[START]
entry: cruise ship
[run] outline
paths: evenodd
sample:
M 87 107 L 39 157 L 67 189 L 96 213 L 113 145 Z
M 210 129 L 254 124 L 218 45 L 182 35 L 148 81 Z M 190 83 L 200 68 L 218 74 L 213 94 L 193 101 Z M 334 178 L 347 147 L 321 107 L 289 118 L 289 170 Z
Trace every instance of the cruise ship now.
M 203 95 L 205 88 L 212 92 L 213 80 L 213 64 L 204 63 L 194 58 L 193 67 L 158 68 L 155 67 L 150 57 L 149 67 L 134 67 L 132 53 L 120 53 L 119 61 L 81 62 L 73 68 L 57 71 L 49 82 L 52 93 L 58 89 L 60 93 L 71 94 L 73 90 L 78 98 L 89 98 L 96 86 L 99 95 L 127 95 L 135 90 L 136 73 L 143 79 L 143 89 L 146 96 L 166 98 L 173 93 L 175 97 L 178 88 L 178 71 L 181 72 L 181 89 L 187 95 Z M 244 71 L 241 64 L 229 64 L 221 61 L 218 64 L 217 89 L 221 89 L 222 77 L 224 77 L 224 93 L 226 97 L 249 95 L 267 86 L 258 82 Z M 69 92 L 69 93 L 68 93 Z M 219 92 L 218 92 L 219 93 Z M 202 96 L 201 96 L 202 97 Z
[END]
## TASK GOAL
Update the data above by changing every "cruise ship" to "ferry", leaving all other text as it stands.

## EXERCISE ANSWER
entry: ferry
[run] outline
paths: evenodd
sample:
M 87 107 L 39 157 L 67 189 L 96 213 L 113 145 Z
M 210 129 L 254 124 L 218 45 L 182 35 L 148 81 Z M 190 83 L 200 68 L 218 74 L 213 94 L 193 101 Z M 334 178 L 347 147 L 321 107 L 289 118 L 289 170 Z
Trace every instance of the ferry now.
M 203 95 L 205 88 L 212 92 L 213 80 L 213 64 L 204 63 L 194 58 L 193 67 L 158 68 L 155 67 L 150 57 L 149 67 L 134 67 L 132 53 L 120 53 L 119 61 L 81 62 L 73 68 L 57 71 L 49 82 L 52 93 L 58 89 L 60 93 L 71 94 L 73 90 L 78 98 L 89 98 L 96 86 L 99 95 L 127 95 L 135 90 L 136 73 L 143 79 L 143 89 L 146 96 L 166 98 L 173 93 L 175 97 L 178 88 L 178 71 L 181 72 L 181 89 L 187 95 Z M 244 71 L 241 64 L 229 64 L 221 61 L 218 64 L 217 89 L 221 89 L 222 77 L 224 77 L 224 93 L 226 97 L 249 95 L 267 86 L 258 82 Z M 69 92 L 69 93 L 68 93 Z M 219 92 L 218 92 L 219 93 Z M 202 96 L 201 96 L 202 97 Z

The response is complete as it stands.